INPUT RECORDS:
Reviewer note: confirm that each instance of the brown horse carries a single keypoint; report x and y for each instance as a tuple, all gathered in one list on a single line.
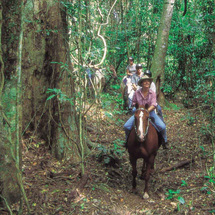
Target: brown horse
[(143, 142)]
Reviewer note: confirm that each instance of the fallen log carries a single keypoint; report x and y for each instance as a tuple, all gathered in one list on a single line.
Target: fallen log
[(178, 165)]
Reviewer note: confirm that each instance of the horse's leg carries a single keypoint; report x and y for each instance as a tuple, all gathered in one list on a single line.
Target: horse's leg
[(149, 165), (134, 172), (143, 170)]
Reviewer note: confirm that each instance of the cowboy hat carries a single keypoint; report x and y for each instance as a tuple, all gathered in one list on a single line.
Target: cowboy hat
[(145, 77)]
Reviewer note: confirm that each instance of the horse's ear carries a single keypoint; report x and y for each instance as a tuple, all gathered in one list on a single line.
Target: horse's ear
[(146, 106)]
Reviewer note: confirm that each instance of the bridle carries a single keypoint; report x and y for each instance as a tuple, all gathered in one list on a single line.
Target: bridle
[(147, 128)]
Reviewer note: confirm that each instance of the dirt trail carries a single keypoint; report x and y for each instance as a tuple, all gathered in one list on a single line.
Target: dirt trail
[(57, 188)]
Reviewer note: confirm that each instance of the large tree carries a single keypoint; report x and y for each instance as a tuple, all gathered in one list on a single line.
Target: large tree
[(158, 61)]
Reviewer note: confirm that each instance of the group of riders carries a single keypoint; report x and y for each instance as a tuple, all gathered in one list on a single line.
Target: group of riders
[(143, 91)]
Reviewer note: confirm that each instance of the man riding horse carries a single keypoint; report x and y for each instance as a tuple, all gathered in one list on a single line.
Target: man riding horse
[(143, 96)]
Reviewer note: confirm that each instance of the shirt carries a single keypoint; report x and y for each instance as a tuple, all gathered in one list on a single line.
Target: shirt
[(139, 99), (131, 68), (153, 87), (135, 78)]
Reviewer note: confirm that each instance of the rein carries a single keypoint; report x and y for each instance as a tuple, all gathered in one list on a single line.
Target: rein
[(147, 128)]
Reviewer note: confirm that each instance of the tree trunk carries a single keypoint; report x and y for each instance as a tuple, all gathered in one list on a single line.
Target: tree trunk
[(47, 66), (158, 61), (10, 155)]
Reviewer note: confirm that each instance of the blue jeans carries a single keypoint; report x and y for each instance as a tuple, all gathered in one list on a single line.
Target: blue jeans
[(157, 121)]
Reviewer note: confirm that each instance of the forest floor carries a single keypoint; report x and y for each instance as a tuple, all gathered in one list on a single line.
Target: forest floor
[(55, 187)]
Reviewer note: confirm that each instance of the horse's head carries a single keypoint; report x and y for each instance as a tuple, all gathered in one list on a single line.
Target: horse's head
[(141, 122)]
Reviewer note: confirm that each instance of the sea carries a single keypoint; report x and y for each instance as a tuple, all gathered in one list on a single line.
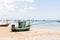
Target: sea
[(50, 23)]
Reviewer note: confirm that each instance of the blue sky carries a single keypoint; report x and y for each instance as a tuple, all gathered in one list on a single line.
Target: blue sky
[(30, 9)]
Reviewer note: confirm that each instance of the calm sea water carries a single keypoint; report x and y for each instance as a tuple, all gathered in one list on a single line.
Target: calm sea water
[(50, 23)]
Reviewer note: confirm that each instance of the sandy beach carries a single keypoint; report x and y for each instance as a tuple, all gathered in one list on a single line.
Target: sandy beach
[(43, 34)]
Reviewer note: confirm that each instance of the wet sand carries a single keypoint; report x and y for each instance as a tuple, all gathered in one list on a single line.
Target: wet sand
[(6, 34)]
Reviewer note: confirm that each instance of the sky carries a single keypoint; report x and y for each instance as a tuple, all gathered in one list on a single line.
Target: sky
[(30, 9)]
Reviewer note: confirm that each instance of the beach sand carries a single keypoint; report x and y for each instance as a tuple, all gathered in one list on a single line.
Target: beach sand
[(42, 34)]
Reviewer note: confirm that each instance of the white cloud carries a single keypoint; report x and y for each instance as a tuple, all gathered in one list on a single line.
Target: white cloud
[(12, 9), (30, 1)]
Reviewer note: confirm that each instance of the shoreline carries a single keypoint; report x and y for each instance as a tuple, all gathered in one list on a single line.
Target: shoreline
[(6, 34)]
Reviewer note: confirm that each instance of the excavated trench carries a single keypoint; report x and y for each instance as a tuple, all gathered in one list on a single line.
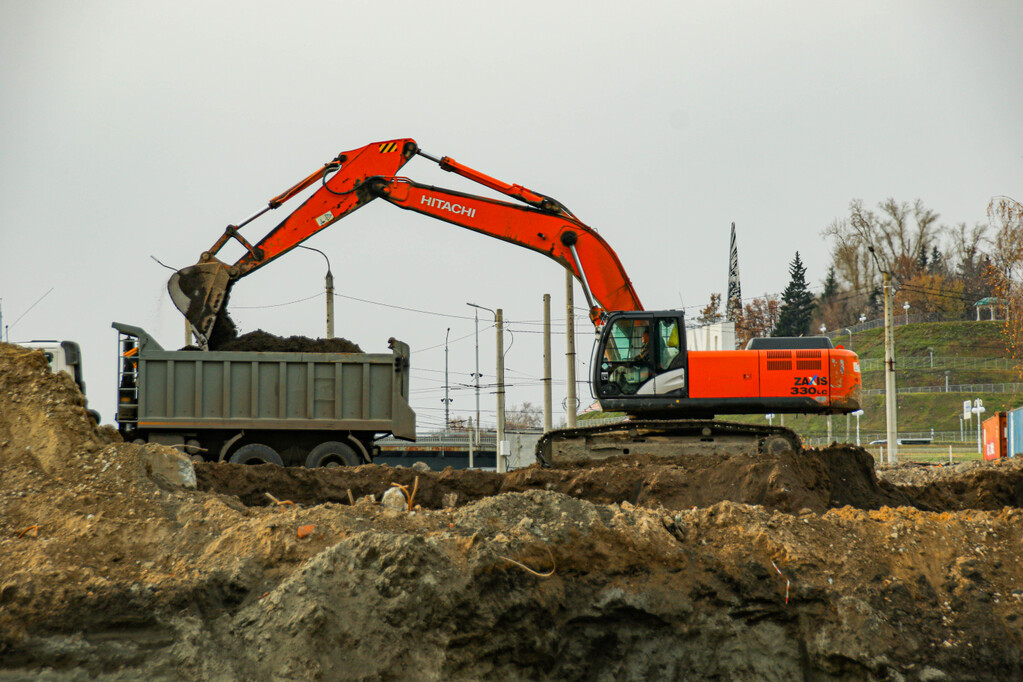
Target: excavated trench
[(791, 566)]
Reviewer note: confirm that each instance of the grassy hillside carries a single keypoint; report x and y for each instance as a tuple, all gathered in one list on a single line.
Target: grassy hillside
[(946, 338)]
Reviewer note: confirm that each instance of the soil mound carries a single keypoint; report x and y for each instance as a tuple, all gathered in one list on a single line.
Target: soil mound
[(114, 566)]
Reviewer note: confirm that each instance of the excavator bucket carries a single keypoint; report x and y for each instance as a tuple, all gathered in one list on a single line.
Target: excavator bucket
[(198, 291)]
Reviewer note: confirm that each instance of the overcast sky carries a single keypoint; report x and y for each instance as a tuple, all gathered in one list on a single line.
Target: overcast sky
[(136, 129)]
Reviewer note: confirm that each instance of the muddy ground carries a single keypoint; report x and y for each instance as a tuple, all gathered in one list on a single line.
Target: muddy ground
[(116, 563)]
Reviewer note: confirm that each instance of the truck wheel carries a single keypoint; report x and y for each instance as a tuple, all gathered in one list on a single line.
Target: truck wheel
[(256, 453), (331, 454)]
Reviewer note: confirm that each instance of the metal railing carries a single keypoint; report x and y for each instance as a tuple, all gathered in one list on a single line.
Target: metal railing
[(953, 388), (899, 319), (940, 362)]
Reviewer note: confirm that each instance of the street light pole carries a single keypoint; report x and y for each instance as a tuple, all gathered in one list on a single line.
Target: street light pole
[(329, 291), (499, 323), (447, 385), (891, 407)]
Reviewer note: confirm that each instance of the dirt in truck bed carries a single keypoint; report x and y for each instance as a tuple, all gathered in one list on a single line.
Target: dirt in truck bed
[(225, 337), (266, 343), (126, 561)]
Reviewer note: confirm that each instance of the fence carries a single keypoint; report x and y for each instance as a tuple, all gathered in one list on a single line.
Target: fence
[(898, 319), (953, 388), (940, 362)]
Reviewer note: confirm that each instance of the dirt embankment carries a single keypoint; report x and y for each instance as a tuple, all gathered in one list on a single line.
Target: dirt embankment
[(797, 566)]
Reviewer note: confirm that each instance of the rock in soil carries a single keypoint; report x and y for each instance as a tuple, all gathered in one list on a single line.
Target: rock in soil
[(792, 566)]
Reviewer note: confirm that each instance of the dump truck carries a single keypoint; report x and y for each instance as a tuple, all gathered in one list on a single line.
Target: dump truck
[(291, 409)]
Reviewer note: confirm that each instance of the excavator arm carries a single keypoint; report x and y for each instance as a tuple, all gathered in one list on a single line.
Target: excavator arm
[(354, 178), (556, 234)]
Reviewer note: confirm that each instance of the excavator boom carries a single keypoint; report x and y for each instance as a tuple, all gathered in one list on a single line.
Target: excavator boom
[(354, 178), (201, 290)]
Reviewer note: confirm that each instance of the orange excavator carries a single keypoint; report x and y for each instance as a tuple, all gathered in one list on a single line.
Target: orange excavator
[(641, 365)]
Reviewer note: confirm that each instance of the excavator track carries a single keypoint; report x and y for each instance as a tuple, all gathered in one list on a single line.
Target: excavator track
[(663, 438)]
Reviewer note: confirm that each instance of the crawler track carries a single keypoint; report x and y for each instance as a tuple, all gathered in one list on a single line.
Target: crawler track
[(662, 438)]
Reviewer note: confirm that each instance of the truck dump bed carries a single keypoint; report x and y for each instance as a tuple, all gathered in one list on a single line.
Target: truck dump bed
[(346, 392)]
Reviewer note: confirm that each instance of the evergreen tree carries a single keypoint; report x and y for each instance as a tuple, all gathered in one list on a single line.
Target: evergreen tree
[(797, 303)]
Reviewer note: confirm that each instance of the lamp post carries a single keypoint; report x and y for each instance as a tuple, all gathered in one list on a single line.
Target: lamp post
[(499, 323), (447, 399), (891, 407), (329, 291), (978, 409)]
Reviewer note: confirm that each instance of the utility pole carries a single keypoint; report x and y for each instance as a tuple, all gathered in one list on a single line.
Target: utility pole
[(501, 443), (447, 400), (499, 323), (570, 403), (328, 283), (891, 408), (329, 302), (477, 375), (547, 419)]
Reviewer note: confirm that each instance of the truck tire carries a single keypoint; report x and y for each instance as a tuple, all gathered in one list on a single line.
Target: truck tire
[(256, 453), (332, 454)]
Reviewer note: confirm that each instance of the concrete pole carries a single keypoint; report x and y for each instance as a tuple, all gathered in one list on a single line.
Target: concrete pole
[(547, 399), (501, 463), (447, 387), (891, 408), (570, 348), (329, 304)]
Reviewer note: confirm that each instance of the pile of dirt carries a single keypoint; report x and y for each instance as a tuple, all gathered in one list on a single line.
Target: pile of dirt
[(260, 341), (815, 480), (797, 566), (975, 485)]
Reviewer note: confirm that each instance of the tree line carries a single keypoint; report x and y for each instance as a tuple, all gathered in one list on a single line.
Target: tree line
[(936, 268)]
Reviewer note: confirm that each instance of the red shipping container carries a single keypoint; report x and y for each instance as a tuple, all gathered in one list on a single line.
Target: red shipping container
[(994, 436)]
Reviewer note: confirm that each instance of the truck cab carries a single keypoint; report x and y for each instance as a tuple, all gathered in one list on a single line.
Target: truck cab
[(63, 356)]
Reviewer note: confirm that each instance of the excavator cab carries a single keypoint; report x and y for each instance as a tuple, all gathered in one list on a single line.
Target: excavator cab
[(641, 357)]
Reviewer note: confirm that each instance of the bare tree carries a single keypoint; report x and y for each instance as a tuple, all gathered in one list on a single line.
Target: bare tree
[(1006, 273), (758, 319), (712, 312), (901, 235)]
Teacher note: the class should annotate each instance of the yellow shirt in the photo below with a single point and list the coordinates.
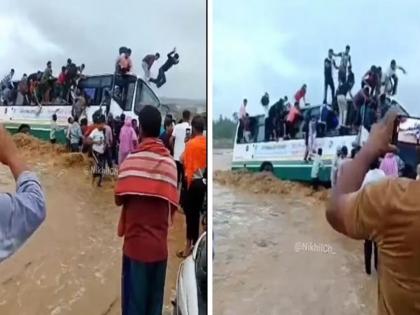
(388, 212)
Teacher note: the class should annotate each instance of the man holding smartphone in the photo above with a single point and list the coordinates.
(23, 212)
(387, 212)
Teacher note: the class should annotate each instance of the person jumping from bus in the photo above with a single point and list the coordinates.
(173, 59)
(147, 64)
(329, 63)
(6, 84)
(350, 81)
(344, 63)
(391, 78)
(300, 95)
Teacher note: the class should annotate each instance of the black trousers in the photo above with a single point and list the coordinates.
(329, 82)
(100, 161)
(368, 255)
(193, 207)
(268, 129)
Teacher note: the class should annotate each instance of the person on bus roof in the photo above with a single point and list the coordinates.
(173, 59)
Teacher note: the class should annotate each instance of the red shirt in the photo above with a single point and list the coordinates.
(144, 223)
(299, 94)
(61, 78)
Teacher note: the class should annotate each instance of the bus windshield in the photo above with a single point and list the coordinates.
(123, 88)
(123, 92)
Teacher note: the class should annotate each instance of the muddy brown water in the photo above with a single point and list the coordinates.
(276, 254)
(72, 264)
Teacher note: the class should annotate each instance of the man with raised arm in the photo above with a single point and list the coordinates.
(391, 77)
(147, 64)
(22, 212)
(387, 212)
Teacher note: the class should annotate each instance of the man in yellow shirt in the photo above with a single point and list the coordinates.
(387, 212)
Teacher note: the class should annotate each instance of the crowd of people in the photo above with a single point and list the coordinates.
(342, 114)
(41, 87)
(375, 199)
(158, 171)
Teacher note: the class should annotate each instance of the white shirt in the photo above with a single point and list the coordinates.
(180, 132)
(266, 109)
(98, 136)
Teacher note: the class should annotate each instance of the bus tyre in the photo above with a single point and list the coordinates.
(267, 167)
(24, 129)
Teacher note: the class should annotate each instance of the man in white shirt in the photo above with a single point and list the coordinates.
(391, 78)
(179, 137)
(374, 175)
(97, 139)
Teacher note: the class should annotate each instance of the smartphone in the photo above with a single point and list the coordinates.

WHAT YOU WILL DO: Using the data above, extract exactly the lines from the one that holds "Target: blue jeans" to the one that holds "Reviewer note: confirm that each instance of the horse's head", both ends included, and no others.

ANSWER TO THIS PROBLEM:
Target: blue jeans
[(157, 121)]
Reviewer note: confirm that each instance of the forest floor carries a single keypoint; report x and y for each instance as a tuple, all gathered in one list on a single line.
Target: forest floor
[(55, 187)]
Reviewer note: confirm that each instance of the horse's head carries a single keypoint; report x and y for each instance as a tuple, all gathered in one list on a single line.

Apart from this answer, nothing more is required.